## DOCUMENT SEGMENT

Downsizing in place left us with an empty basement, two slick porches, and a guest room devoid even of guest. It is deeply soothing to know that the peripheral rooms in the house are under control, with no dormant inventory moldering in place.
It’s easy to control allergens and stale pheromones in a room with nearly nothing in it, and it’s heartening to know that if we suddenly want a good few cubic feet of space, it’s ready.This house was built before people had living rooms,
when the residence was a center of production rather than consumption. To the left of the front hall, just outside the main traffic pattern, is a formal parlor, and to the right stands the family parlor with the kitchen just off it.
I was fortunate to have been shown a similar place when we first moved here: a handy man gave me a tour of the first floor of a house he’d been tending for years. The ancient mistress had just moved into a nursing home. Her
family parlor was set up as it must have been in 1900, with a generous walnut desk in the corner, a dining table, and some congenial upholstered furniture. The atmosphere was of cluttered comfort, convenience, and deep familiarity. It was not a room for the eye, but it was very appealing: archaic, but not an old lady’s space.
As I look back on the twenty or so places I have lived, I can’t think of any of them where it would not have been possible to divide the space into formal and family parlors. We use the formal parlor as a music room, which means every day we benefit from the cost of owning it.

## AIM A
Show each line of the entries below that contains the word "concrete".

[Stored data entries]
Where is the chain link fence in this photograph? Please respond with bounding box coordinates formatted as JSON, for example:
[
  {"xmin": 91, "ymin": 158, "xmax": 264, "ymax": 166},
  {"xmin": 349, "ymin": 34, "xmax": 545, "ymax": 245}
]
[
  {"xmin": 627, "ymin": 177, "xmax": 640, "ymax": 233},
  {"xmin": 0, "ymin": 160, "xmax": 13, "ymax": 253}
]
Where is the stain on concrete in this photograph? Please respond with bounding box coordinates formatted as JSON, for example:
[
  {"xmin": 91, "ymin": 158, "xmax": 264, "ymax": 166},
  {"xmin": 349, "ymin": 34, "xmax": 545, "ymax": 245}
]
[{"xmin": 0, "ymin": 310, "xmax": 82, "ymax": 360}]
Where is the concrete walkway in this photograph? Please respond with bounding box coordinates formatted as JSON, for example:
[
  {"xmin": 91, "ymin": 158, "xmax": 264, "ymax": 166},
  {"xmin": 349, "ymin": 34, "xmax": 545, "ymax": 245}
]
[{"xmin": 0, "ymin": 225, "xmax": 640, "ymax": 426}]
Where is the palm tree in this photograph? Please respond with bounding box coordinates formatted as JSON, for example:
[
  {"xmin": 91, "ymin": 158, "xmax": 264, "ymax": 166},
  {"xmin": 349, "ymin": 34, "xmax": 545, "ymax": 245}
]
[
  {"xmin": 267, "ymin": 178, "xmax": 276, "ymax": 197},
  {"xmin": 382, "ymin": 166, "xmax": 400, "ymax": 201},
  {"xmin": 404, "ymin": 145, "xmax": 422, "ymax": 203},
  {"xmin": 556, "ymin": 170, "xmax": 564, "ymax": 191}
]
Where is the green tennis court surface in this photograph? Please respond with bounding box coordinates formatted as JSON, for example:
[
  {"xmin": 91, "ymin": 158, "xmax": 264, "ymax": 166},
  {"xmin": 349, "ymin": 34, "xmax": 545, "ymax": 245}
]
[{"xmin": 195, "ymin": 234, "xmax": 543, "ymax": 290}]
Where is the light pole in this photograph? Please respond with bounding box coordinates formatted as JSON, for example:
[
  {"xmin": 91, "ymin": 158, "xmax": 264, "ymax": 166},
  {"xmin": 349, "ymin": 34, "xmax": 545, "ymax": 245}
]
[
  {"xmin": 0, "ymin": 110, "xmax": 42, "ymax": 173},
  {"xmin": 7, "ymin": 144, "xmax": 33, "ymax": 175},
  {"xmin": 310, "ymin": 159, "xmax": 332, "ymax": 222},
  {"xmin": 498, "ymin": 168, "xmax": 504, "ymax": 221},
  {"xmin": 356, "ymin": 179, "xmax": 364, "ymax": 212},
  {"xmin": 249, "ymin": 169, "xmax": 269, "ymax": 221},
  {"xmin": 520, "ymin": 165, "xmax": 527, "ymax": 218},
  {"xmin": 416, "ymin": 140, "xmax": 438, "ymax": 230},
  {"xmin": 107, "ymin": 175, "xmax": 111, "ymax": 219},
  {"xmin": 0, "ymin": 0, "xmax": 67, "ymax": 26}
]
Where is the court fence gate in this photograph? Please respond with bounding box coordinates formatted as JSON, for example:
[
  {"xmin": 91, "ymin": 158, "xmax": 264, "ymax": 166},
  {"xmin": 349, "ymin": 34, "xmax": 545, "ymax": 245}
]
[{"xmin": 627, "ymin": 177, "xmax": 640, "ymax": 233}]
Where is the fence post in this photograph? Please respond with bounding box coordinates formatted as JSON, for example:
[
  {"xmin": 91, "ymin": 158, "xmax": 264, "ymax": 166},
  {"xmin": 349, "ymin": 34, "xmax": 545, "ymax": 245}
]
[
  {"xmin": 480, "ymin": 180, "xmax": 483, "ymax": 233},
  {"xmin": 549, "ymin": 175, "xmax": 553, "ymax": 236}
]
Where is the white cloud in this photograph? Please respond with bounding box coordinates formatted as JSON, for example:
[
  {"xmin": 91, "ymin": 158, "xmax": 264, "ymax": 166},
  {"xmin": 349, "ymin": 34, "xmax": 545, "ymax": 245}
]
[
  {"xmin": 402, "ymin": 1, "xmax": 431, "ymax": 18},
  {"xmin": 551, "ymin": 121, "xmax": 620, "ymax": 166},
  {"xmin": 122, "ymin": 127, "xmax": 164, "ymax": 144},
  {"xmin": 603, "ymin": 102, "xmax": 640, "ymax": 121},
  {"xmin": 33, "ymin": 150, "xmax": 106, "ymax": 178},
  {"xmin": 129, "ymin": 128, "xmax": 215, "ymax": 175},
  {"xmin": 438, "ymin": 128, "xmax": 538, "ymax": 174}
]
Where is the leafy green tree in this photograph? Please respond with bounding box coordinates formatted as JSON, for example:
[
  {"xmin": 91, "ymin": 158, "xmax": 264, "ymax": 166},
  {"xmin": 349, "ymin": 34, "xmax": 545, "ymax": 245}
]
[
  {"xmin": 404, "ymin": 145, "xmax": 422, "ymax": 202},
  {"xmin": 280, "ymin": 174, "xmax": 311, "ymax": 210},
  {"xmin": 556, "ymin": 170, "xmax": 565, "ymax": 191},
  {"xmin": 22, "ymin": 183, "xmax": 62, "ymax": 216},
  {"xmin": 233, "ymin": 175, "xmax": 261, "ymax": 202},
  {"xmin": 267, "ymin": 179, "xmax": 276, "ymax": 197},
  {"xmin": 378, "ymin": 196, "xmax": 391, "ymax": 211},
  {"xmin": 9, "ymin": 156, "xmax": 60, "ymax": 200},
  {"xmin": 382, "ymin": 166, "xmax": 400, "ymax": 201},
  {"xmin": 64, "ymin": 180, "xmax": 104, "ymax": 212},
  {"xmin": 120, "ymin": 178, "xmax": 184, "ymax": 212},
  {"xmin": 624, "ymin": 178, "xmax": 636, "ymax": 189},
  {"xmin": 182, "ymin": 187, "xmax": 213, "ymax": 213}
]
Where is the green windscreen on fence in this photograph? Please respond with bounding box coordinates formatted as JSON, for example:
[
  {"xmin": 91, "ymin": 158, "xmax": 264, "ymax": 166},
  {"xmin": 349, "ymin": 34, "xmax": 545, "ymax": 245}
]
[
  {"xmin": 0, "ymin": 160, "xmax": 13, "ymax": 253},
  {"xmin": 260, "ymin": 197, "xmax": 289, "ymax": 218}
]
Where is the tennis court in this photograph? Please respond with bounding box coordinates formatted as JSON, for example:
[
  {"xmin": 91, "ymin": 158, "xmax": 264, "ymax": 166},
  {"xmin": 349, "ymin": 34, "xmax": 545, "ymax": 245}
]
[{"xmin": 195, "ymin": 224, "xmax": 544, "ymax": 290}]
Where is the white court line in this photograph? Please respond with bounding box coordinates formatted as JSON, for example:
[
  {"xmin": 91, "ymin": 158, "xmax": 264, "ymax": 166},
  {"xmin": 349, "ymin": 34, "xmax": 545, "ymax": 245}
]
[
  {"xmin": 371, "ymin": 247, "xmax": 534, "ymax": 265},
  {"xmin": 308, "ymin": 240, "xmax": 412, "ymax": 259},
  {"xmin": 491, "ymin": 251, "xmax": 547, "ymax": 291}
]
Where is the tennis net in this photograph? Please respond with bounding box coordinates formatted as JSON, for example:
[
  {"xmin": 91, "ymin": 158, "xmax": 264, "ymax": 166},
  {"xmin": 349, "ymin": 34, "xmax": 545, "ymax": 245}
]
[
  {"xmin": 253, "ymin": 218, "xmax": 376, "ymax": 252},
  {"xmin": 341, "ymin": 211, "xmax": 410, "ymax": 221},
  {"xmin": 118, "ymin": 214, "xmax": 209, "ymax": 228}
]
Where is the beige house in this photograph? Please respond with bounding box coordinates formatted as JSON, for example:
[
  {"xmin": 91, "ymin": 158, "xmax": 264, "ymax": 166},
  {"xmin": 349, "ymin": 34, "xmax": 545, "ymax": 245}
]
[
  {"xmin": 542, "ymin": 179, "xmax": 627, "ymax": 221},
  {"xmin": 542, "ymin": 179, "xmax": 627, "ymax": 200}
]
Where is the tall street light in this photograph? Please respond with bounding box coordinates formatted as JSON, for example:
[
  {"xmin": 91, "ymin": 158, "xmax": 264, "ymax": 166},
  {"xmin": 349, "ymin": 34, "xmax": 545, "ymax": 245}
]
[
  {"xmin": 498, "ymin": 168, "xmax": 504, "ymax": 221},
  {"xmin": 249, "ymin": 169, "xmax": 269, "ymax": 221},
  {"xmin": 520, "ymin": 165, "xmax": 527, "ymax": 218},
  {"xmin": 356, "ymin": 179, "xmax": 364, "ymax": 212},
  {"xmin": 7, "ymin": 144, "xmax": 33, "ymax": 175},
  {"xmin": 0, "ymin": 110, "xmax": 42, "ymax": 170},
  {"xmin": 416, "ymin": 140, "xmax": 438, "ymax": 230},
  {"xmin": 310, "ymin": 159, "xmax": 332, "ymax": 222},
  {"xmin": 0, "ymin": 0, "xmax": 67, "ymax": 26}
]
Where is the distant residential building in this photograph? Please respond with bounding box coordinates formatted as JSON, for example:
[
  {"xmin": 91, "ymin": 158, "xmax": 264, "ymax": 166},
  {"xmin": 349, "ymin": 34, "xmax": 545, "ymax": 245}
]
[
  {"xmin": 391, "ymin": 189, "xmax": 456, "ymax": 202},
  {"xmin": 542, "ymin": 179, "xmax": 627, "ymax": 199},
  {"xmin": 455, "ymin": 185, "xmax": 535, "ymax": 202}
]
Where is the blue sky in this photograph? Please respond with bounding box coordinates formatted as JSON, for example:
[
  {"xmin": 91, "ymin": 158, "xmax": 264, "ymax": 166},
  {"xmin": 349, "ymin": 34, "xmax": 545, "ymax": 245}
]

## AIM B
From the essay on downsizing above, extract the passage from "It’s easy to" to "just off it.", word for word.

## COMPLETE OUTPUT A
Where is the stain on concrete in this photograph? Please respond with bounding box coordinates formatted as JSON, for example:
Where is the concrete walkway in this photograph? Please respond with bounding box coordinates formatted as JSON, for example:

## COMPLETE OUTPUT B
It’s easy to control allergens and stale pheromones in a room with nearly nothing in it, and it’s heartening to know that if we suddenly want a good few cubic feet of space, it’s ready.This house was built before people had living rooms,
when the residence was a center of production rather than consumption. To the left of the front hall, just outside the main traffic pattern, is a formal parlor, and to the right stands the family parlor with the kitchen just off it.